__SET EXERCISE__.
Extract each line of the listing below that contains the string "background".

** Start RECORDS PROVIDED **

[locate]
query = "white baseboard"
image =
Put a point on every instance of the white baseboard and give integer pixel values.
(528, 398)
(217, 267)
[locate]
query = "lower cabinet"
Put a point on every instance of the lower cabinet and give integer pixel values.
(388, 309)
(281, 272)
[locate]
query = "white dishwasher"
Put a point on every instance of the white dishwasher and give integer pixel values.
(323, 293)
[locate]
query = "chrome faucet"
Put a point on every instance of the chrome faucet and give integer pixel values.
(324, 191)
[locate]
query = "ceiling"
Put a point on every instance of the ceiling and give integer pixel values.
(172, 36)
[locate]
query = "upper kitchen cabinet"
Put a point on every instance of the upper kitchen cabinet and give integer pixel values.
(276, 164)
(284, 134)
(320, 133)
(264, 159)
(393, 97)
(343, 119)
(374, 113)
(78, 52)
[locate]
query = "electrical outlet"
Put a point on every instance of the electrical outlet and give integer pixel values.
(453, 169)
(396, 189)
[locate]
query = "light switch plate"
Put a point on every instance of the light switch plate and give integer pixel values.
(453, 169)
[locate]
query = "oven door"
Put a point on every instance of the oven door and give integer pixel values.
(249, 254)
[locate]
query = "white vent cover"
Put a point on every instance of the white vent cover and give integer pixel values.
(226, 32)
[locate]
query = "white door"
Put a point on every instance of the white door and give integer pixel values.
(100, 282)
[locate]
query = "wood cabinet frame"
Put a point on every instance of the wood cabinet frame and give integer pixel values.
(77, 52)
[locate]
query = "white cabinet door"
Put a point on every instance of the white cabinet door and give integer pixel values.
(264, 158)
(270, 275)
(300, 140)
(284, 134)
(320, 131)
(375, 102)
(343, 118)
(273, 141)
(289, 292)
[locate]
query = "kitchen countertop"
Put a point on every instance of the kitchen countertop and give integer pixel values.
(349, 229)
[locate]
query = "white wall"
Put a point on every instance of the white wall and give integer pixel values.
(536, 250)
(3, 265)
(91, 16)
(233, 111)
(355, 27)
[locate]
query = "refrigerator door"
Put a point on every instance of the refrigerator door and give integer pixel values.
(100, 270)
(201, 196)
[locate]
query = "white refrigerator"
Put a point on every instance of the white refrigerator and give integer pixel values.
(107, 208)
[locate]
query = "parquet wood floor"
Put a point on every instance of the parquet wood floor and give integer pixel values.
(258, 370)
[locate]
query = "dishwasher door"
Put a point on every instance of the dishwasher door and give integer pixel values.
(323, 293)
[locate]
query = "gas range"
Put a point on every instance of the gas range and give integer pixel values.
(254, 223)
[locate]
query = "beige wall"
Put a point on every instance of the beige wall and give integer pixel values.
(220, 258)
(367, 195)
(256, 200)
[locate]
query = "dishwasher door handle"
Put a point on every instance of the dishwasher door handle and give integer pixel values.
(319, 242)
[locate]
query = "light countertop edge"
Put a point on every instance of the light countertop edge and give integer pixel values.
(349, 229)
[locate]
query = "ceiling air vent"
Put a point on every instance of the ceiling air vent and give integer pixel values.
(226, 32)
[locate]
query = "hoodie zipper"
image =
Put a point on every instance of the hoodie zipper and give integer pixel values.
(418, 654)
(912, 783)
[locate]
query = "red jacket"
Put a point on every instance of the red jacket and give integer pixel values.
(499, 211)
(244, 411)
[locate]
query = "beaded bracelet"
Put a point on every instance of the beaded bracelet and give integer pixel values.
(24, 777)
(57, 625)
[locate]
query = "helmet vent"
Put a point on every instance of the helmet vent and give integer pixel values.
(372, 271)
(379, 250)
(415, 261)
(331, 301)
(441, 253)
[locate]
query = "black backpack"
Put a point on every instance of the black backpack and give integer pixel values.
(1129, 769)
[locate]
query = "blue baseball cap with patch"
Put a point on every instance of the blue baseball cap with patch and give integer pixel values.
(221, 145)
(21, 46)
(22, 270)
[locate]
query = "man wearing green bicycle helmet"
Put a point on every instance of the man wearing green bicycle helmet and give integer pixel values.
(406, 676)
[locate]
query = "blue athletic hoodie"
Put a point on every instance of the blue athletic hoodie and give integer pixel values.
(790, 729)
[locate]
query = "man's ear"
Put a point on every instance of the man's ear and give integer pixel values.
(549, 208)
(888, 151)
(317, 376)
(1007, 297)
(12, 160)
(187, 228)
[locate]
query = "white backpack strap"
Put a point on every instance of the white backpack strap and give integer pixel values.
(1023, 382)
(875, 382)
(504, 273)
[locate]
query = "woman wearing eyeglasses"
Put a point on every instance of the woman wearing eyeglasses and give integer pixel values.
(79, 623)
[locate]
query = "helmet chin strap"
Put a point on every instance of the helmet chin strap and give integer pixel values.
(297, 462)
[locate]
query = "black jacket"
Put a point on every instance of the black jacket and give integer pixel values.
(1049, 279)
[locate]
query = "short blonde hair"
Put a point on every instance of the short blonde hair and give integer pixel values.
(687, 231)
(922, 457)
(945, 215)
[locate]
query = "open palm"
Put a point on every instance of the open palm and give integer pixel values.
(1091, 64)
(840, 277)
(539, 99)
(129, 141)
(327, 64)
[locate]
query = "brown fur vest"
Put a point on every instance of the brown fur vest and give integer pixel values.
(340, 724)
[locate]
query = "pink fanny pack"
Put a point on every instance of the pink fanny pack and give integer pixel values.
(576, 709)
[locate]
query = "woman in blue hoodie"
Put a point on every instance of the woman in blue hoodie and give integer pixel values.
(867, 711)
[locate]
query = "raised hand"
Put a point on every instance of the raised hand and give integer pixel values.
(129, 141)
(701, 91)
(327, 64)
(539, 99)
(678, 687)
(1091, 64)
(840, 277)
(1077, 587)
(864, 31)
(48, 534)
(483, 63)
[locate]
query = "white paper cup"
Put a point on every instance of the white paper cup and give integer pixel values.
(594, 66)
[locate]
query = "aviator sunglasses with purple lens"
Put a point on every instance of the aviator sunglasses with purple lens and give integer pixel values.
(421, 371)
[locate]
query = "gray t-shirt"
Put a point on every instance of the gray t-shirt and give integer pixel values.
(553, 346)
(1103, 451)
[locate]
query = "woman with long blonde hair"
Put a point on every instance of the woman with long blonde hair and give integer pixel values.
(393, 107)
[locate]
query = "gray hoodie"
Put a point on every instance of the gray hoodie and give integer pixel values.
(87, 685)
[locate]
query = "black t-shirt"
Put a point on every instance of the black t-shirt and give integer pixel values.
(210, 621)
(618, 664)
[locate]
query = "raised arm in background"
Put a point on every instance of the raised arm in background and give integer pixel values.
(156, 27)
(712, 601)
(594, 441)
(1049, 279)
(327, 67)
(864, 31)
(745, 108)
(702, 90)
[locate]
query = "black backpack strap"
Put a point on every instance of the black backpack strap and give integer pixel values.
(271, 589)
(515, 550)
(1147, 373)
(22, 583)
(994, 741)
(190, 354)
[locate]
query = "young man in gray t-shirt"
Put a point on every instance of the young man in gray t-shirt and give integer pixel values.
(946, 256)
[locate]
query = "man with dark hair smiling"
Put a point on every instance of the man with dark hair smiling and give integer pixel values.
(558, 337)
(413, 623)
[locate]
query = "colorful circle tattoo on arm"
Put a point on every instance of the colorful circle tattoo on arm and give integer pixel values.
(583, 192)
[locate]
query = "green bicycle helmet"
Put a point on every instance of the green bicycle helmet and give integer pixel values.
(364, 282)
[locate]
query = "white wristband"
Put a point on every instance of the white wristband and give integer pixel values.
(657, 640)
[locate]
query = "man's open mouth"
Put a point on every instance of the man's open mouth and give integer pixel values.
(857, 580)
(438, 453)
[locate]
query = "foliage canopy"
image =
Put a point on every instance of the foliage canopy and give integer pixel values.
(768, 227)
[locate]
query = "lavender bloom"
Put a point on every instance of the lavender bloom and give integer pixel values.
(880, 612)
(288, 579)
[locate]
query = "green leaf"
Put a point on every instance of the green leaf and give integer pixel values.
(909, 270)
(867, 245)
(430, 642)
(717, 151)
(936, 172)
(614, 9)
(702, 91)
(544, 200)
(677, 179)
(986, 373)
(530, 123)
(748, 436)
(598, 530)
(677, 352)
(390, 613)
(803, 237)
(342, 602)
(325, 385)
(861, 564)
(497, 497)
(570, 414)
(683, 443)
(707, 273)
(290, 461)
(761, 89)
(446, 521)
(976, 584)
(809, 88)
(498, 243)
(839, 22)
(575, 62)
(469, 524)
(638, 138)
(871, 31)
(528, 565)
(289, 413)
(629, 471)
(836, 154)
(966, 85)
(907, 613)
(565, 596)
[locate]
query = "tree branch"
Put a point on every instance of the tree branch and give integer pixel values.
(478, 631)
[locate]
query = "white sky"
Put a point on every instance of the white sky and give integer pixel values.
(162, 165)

** End RECORDS PROVIDED **

__OUTPUT BELOW__.
query = "raised arm in background"
Put a point on every instance of the raised arm in background and give integer pixel values.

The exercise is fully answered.